▶ [Exercise objective] Rewrite every item below, substituting "placing one pin" for "dropping one marker" and leaving everything else unchanged. Leave the pictures out of your answer.

▶ [Location labeling items]
** Begin **

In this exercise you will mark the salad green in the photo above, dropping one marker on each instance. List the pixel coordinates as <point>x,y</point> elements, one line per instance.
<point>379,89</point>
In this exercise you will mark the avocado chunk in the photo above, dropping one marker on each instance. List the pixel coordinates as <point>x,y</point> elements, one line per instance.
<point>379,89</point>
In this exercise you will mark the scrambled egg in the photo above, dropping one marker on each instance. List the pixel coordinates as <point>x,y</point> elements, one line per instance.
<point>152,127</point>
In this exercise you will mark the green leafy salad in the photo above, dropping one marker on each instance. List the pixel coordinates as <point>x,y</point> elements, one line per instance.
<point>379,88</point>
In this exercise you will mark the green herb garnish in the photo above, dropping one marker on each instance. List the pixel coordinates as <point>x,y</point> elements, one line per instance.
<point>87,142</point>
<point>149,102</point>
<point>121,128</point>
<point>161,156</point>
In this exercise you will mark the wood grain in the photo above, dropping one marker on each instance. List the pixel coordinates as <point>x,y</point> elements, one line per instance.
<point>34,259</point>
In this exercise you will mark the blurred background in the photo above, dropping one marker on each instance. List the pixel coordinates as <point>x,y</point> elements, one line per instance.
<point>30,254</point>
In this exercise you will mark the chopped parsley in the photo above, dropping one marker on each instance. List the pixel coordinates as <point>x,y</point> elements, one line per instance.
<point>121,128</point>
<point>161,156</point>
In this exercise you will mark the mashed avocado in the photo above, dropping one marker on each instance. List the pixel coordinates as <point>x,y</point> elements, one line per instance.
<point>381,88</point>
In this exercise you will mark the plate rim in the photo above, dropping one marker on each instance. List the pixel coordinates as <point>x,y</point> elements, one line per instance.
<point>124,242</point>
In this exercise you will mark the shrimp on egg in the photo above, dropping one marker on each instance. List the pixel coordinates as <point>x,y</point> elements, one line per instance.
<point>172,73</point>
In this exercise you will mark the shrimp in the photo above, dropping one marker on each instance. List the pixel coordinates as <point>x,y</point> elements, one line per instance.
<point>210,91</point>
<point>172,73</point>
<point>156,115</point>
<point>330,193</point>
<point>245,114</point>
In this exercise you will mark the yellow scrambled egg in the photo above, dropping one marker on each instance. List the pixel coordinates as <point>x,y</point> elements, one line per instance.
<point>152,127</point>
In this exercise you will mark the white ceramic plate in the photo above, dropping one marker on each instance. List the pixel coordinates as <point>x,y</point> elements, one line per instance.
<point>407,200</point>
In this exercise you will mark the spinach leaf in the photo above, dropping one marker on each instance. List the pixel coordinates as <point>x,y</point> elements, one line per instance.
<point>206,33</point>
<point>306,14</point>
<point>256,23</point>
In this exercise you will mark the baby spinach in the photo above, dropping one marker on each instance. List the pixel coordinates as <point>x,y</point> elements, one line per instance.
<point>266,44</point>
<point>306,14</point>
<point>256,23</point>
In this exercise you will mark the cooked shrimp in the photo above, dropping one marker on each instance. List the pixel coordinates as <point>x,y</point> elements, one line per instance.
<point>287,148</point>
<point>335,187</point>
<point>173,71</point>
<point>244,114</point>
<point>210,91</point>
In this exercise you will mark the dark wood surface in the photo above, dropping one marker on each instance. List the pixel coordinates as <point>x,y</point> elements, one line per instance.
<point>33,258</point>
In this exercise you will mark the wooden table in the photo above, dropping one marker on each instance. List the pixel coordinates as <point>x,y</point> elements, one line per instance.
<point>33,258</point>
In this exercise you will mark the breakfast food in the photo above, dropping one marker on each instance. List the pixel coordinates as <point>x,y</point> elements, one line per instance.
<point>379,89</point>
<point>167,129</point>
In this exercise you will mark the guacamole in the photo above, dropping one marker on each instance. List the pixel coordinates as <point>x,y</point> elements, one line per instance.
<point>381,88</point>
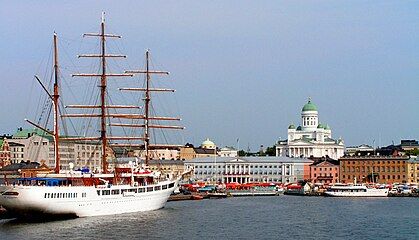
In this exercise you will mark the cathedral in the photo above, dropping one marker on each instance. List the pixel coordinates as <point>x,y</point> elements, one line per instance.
<point>311,138</point>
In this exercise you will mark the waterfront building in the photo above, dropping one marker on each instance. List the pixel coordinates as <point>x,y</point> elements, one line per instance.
<point>413,170</point>
<point>207,149</point>
<point>408,145</point>
<point>325,171</point>
<point>36,145</point>
<point>161,154</point>
<point>311,138</point>
<point>250,169</point>
<point>17,151</point>
<point>5,157</point>
<point>167,167</point>
<point>362,149</point>
<point>378,169</point>
<point>227,152</point>
<point>187,152</point>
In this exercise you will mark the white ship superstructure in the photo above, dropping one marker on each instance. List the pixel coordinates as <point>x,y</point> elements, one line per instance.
<point>128,188</point>
<point>356,191</point>
<point>62,198</point>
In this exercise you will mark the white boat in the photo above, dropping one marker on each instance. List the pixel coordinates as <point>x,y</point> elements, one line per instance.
<point>56,196</point>
<point>125,190</point>
<point>355,191</point>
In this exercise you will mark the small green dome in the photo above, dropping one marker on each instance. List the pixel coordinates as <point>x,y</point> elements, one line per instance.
<point>309,106</point>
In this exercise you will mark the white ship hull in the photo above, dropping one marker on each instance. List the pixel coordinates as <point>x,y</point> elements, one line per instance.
<point>357,192</point>
<point>84,201</point>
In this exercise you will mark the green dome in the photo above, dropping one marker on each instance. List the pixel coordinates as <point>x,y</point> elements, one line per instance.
<point>309,106</point>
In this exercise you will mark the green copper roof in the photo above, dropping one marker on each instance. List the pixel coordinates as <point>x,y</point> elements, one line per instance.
<point>309,106</point>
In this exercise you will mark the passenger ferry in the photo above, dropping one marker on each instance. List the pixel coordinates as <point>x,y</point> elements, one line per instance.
<point>340,190</point>
<point>85,195</point>
<point>124,189</point>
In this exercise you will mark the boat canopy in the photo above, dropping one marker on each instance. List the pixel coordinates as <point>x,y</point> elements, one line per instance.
<point>44,181</point>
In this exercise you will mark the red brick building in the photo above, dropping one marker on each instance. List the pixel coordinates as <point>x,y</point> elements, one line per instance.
<point>325,171</point>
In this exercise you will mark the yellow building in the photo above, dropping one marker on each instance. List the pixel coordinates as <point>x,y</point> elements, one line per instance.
<point>413,170</point>
<point>378,169</point>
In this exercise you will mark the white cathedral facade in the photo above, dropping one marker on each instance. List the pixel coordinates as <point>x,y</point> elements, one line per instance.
<point>311,138</point>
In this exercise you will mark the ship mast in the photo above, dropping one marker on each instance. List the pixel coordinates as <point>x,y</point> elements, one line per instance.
<point>55,101</point>
<point>147,90</point>
<point>102,97</point>
<point>103,115</point>
<point>146,108</point>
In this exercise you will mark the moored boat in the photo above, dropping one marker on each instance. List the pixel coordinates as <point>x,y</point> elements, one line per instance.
<point>126,188</point>
<point>340,190</point>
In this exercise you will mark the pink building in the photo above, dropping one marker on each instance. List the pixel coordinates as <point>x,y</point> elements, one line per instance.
<point>325,171</point>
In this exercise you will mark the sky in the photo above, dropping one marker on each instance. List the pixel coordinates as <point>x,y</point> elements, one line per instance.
<point>242,69</point>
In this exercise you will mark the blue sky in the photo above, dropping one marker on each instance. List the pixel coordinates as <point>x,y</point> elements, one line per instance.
<point>242,69</point>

** End **

▶ [Completed task]
In this exercise you will mark the salad green in the photo above, placing one pin on each instance. List the pixel coordinates as <point>x,y</point> elements, one line per instance.
<point>379,89</point>
In this exercise you will mark the avocado chunk in the photo above, placing one pin on each instance. List the pixel coordinates as <point>x,y</point> elements, one line per instance.
<point>379,89</point>
In this exercise you will mark the scrambled egg in the photo above, placing one pin on each instance. List the pixel coordinates as <point>x,y</point> elements, one line per instance.
<point>152,127</point>
In this exercise you will mark the green leafy salad in the photo above, placing one pin on each instance. List the pixel coordinates as <point>x,y</point> elements, one line per instance.
<point>379,88</point>
In this exercise you will mark the green herb garnish in the photo above, placing one pin on each instance. List the pixel coordinates as <point>x,y</point> elements, one line per instance.
<point>87,142</point>
<point>149,102</point>
<point>121,128</point>
<point>161,156</point>
In this exercise you will mark the wood grain in the photo above, placing one pin on each instance. List the pixel coordinates as <point>x,y</point> elements, one line per instance.
<point>34,259</point>
In this exercise you will mark the blurred background in the photo above, placing one pin on each instance. List the pixel coordinates as <point>x,y</point> elements, one line per instance.
<point>30,254</point>
In this exercise you will mark the chopped parsley in the photo above, placing one pin on each instance. List the pixel coordinates as <point>x,y</point> elements, one line per instance.
<point>121,128</point>
<point>161,156</point>
In this exercise you will mark the mashed avocado in the photo above, placing one pin on each instance. List the pixel coordinates as <point>x,y</point> elements, one line per instance.
<point>381,88</point>
In this exercise you will mark the plate rim in the photo above, placing one pin on each instance. List the pixel coordinates as <point>x,y</point> elements, one line per instance.
<point>124,242</point>
In this exercise you will mark the shrimp on egg in the photo above, placing one pin on each instance. List the pixel coordinates as <point>x,y</point> elements, one line per instance.
<point>172,73</point>
In this exercise you will mark the shrimp in the photo above, placing one pin on each instance. List the pixel coordinates as <point>x,y</point> elements, one line per instance.
<point>210,91</point>
<point>172,73</point>
<point>156,115</point>
<point>330,193</point>
<point>245,114</point>
In this exercise you will mark the yellow scrambled egg in the photo above, placing one pin on each instance. List the pixel coordinates as <point>x,y</point> elements, one line per instance.
<point>152,127</point>
In this exercise you will mark the white ceramic plate in the photo above, placing one pin on each instance. List the pixel coordinates as <point>x,y</point> elements, one line per instance.
<point>407,200</point>
In this exercise you will mark the spinach leaf in the photo above, placing one pin on each instance. List the pixel coordinates as <point>x,y</point> elements, one line per instance.
<point>206,33</point>
<point>306,14</point>
<point>256,23</point>
In this exercise you will mark the baby spinach in the photo above, placing one pin on each instance. List the pixel coordinates as <point>x,y</point> elements, one line per instance.
<point>266,44</point>
<point>306,14</point>
<point>256,23</point>
In this exercise you will mark the cooked shrimp in the photo above, placing one pin on each instance. List the pixel coordinates as <point>x,y</point> elements, one line per instance.
<point>287,148</point>
<point>335,187</point>
<point>173,71</point>
<point>244,114</point>
<point>210,91</point>
In this exercise you will mark the dark wood surface in the photo above, placing one pin on each instance. List the pixel coordinates as <point>x,y</point> elements, one line per instance.
<point>33,258</point>
In this exercise you will mark the wooden table in the photo above, placing one pin on each instance. List the pixel coordinates as <point>x,y</point> elements, one line per instance.
<point>33,258</point>
In this exercise you will mark the breakfast food in the photo above, placing one pin on each instance. List the pixel coordinates as <point>x,y</point> elements, one line per instance.
<point>379,89</point>
<point>167,129</point>
In this exercise you will mark the guacamole in the photo above, placing one pin on each instance. List the pixel coordinates as <point>x,y</point> elements, one line per instance.
<point>381,88</point>
In this exercise you will mark the cathedral in the photo above, placing one pin on each instance. List the pixel coordinates as <point>x,y</point> elements, one line per instance.
<point>311,138</point>
In this exercise you will mark the waterfront building in the photo above, placing one pin on each instance. List the pixel coordinates as <point>x,y</point> elements, one line per instance.
<point>413,170</point>
<point>207,149</point>
<point>408,145</point>
<point>325,171</point>
<point>36,145</point>
<point>161,154</point>
<point>311,138</point>
<point>250,169</point>
<point>17,151</point>
<point>5,157</point>
<point>167,167</point>
<point>362,149</point>
<point>378,169</point>
<point>227,152</point>
<point>187,152</point>
In this exercise you will mark the white ship superstructure in the photo above, placing one pin on each instance. List the pixel coordinates as <point>x,y</point> elements, one line per instance.
<point>128,188</point>
<point>356,191</point>
<point>62,198</point>
In this exercise you will mark the white boat in the photo above, placing one pin on each instance. List the pixel coordinates as <point>x,y</point> elements, one line per instance.
<point>56,196</point>
<point>125,190</point>
<point>355,191</point>
In this exercise you will mark the small green dome in the photo above, placing one pin on each instance. List the pixel coordinates as <point>x,y</point> elements, one line per instance.
<point>309,106</point>
In this exercise you will mark the white ship hull in the photo above, placing one pin on each instance. List the pixel coordinates as <point>x,y</point> elements, one line per instance.
<point>357,192</point>
<point>84,201</point>
In this exercise you will mark the green dome in the photo above, placing one pin on each instance. List the pixel coordinates as <point>x,y</point> elements, one line per instance.
<point>309,106</point>
In this exercise you will mark the green copper roof in the photo above, placing one pin on each instance. List the pixel coordinates as <point>x,y</point> elements, one line per instance.
<point>309,106</point>
In this exercise you will mark the passenger ferry in the photo above, placing one pin on each instance. List the pixel coordinates as <point>x,y</point> elements, one line per instance.
<point>340,190</point>
<point>85,195</point>
<point>124,189</point>
In this exercise you will mark the boat canopy in the photo above, placing one pin on each instance. List the pixel coordinates as <point>x,y</point> elements, one line per instance.
<point>44,181</point>
In this exercise you will mark the red brick building in the photo above, placing one pin on each instance. List the pixel coordinates as <point>x,y</point> elements, one line per instance.
<point>325,171</point>
In this exercise you will mark the yellow building in the photo above, placing one pin on each instance. List the pixel coordinates as <point>x,y</point> elements, one line per instance.
<point>413,170</point>
<point>378,169</point>
In this exercise you will mark the white cathedral facade in the photo above, placing one pin on each instance. List the pixel coordinates as <point>x,y</point> elements, one line per instance.
<point>311,138</point>
In this exercise you will mark the ship mast in the photo above, placing one pin on each instance. List the pixel coordinates as <point>x,y</point> elements, one line per instance.
<point>55,101</point>
<point>147,90</point>
<point>102,97</point>
<point>103,115</point>
<point>146,108</point>
In this exercise you will mark the moored boat in the photo above, placing one pin on each instance. List the pixel coordinates as <point>x,y</point> elements, one line per instance.
<point>126,188</point>
<point>340,190</point>
In this exercise you will mark the pink building in the photo above, placing one pin on each instance. List the pixel coordinates as <point>x,y</point> elements, one line per instance.
<point>325,171</point>
In this exercise you will mark the sky in the photo above, placing one pin on each instance. List the pixel coordinates as <point>x,y</point> elements, one line per instance.
<point>242,69</point>
In this exercise you will mark the blue sky in the photo above, placing one pin on each instance. List the pixel coordinates as <point>x,y</point> elements, one line per instance.
<point>242,69</point>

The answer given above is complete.